The radiation transmitted by the fiber is either passed or reflected by a reflective chopper, thus modulating the radiation for lock-in amplification and splitting the radiation into two or more paths simultaneously. Each path consists of a detector and focusing optics, and possibly optical filters to limit the spectral bandpass of the radiation incident on the detector. If no filters are used, then the detectors must all have different spectral sensitivities. The use of multiple paths as provided by the reflective chopper allows for the addition (or subtraction) of detectors, making the system a multi-color, as opposed to a strictly two-color, pyrometer. Furthermore, separate paths offer more freedom in choosing detectors and filters. The reflective chopper, which splits the incident radiation into two or more paths, while simultaneously modulating the radiation for lock-in amplification, eliminates the need for additional components to split the radiation. For the case of a two-color system, the chopper could be a rotating planar disk with alternating reflective and transmissive veins. It may also consist of a multi-faceted reflective surface to reflect the beam into various paths. The chopper may also be constructed with other types of mechanical devices commonly used for chopping light signals, such as a resonant arm device with a multifaceted optic.

- REQUIRED ACTIONS -
**1)** In the entries, begin at the line that has "Locate the forested" and stop after the line that has "x=253 y=216". Swap "set one dot" for "place a single dot" in those lines, change nothing else, and leave the pictures out.
**2)** Carry on the passage about the reflective chopper in a multi-color pyrometer, picking up after its last sentence.
The text and the entries come from unrelated sources.

- GIVEN RECORDS -
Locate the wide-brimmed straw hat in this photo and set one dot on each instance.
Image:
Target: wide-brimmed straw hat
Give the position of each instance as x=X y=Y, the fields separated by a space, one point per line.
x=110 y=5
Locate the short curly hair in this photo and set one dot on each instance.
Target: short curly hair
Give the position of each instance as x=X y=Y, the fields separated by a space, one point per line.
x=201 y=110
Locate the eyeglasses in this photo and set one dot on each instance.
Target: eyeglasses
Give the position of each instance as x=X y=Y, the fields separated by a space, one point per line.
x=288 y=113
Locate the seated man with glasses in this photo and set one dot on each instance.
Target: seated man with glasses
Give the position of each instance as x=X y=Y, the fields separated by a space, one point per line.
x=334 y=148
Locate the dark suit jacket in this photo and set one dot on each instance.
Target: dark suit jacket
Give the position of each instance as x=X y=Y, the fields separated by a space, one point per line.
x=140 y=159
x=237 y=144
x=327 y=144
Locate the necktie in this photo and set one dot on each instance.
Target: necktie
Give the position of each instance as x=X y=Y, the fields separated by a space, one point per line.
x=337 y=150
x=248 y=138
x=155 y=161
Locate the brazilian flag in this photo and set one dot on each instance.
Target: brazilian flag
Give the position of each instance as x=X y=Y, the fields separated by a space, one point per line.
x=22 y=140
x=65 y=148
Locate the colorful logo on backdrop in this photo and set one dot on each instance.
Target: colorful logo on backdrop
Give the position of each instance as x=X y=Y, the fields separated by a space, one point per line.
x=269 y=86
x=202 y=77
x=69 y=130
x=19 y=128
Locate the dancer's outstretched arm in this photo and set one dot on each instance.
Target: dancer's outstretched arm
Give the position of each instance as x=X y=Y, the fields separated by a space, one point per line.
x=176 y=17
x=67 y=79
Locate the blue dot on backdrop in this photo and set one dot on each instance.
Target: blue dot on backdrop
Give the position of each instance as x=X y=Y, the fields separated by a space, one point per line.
---
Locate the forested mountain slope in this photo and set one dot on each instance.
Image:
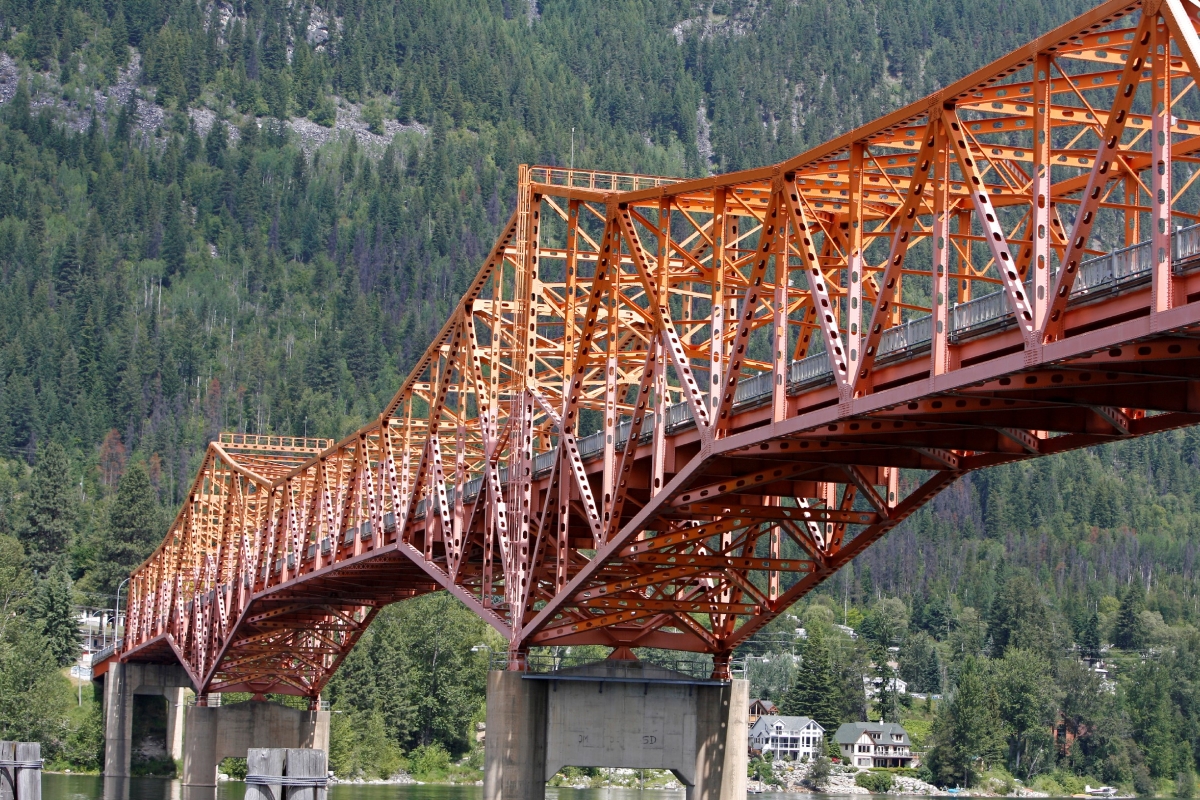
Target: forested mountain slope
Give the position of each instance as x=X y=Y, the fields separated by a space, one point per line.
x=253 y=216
---
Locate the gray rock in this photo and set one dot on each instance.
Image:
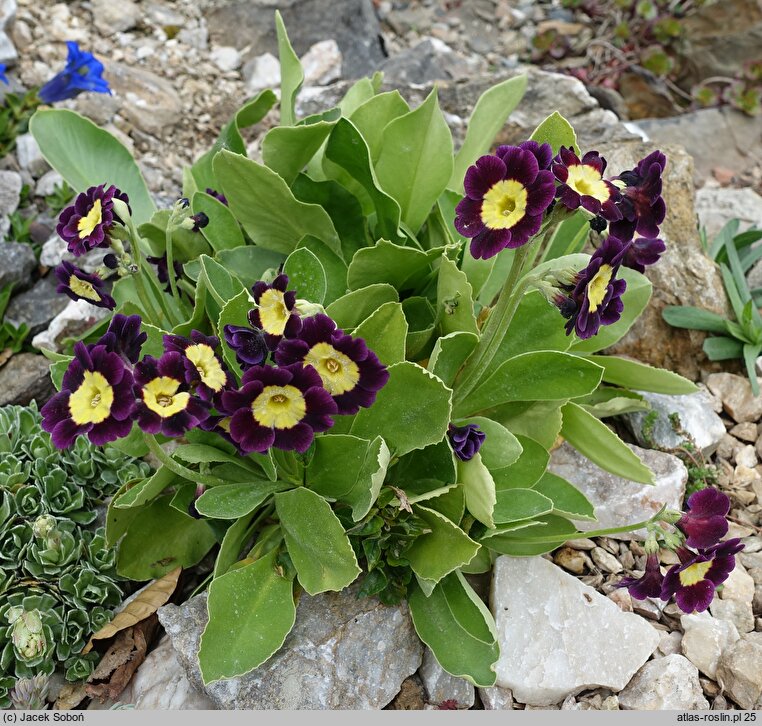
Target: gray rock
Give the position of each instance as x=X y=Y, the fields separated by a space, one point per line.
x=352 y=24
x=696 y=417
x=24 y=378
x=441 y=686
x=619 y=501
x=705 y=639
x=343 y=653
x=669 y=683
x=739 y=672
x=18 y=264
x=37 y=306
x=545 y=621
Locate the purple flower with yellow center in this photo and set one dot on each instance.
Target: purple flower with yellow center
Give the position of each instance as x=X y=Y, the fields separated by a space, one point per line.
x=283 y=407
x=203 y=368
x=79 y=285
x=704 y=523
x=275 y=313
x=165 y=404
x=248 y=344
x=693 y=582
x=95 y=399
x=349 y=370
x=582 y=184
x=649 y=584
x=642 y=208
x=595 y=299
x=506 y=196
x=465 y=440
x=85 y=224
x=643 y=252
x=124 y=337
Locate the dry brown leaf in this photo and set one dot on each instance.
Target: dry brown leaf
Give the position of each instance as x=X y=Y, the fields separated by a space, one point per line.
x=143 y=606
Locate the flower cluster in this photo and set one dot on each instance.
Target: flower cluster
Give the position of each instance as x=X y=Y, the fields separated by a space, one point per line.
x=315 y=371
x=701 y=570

- TASK RESPONSES -
**1)**
Locate the forested mountain slope in this photo and place a single dot on each instance.
Image:
Target: forested mountain slope
Give the position of each instance as x=X y=Y, the fields separated by a space, one point per line.
x=253 y=216

**2)**
The detection system measures the radiation intensity emitted by the target in each of the spectral bands using lock-in amplification. The lock-in signals are proportional to the difference between the target signal and a background signal originating from the background radiation field within the detection system. (In the chopper-closed position, the radiation striking the detector originates from the background only while in the chopper-open position the radiation striking the detector originates from the target as well as the background.) Calibration of the system requires measurements of the signal levels for each channel as a function of target temperature, using a target with known emissivity (usually a blackbody with emissivity equal to 1). These calibration curves can be fit accurately with a simple parametric function and used for numerical solution during measurements of target signals. Variations in the background level arising from temperature drifts may be compensated by independently measuring the background temperature (with a thermocouple) and applying temperature-dependent corrections to the measured signal levels.

A computer algorithm computes the true temperature and emissivity in real time using the resulting signals and the previous blackbody calibration. For a measurement system operating at near-ambient or lower temperatures, a thermocouple mounted inside the closed system is needed to monitor fluctuations in the background temperature, allowing for dynamic compensation of the background level. There is no need for an additional temperature-controlled blackbody or other referencing means. The resulting signals are converted to temperature and emissivity based on a temperature-controlled blackbody calibration. This method can be tailored to various temperature ranges by selecting the appropriate spectral characteristics for the optical components.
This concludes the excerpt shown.